* Задание
Почему, согласно отрывку воспоминаний ниже, автор старался припрятывать рукопись «Юбилея»?

* Фрагмент текста
____

У каждой книги — своя судьба, даже тогда, когда она еще не книга, а только сырая рукопись. Судьба рукописи этой книги была весьма необычной: целый год лежала она закопанная в могиле, и если уцелела, то лишь благодаря стечению маловероятных случайностей.
Осенью 1933 года, после восьмимесячной одиночной камеры в Петербургском доме предварительного заключения, после кратковременной ссылки в Сибирь, попал я на трехлетнюю ссылку в Саратов, — на полную «свободу» (умеряемую ежемесячными семикратными явками в ГПУ), на полное безделье. Никакой работы найти не мог, да особенно и не искал ее: благодаря щедрой денежной помощи друга, жизнь была обеспечена, и я имел свободных 24 часа в сутки. Стал понемногу писать свои житейские и литературные воспоминания, исписал две толстые тетради, всего листов 15 печатных; дошел в них до начала девятисотых годов, до бурных лет нашей университетской жизни. Стал писать большую книгу «Письма без адресатов», собрание статей на разные темы. Писал и еще многое «в письменный стол», без надежды увидеть это в печати: я и до тюрьмы и ссылки был писателем, исключенным из литературы, а ссылка наложила печать окончательной отверженности.
Среди всех этих никчемных работ уделил время и тому «Юбилей», который теперь составляет главную часть настоящей книги: по свежей памяти записал все то, что случилось со мною в тюрьме, все свое «дело», за которое попал сперва в узилище, а потом и в ссылку, все допросы следователей, весь быт тюремной жизни — «в назидание потомству»:
Всем на услышание — хотя бы и через десятки лет: авось, рукопись эта сохранится и когда-нибудь узнают изумленные внуки, как в старину живали деды…
Знал, конечно, что очень рискую: если бы при новом обыске и аресте (а их всегда можно было ожидать) «Юбилей» попал в руки властей предержащих, то результатом была бы уже не ссылка, а концлагерь или изолятор. Поэтому старался припрятывать рукопись так, чтобы при предстоящем обыске, буде таковой последует, всемерно затруднить ее нахождение.

____

(Фрагменты данных с указанием точек)
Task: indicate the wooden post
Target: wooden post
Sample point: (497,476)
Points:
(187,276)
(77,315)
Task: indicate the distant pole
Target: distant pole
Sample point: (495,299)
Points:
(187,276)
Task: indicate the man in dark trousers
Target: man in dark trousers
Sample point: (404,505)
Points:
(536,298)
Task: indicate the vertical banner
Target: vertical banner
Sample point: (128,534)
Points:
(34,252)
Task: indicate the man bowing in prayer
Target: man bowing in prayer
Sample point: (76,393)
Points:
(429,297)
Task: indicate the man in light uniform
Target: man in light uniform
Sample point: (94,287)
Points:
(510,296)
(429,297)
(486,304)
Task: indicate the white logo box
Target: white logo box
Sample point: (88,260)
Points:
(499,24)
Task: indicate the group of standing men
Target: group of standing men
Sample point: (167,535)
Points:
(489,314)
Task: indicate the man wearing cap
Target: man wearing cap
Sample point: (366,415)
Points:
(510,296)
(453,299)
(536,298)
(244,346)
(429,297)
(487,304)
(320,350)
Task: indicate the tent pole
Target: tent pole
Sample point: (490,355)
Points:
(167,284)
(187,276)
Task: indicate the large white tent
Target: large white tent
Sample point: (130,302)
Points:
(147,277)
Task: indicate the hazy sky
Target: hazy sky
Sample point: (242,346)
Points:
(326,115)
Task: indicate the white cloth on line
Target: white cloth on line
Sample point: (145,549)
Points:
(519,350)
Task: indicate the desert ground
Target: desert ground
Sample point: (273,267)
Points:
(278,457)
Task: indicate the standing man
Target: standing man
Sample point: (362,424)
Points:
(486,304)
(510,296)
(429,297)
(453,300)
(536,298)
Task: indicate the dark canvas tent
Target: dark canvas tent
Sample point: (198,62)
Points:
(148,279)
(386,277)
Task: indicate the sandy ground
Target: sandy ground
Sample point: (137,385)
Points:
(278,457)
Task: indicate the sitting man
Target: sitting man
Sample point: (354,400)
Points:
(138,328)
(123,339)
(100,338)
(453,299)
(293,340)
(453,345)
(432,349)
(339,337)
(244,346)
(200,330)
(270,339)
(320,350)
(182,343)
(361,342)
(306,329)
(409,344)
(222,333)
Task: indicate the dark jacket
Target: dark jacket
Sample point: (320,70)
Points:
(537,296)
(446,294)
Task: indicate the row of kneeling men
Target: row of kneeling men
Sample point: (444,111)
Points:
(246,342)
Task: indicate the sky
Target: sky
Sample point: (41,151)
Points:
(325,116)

____

* Решение задачи
Автор понимал, что очень рискует. Новых обысков и арестов можно было ожидать всегда, и если бы при этом рукопись попала в руки властей, его ждала бы уже не ссылка, а концлагерь или изолятор. Поэтому он прятал ее так, чтобы при обыске ее было как можно труднее найти.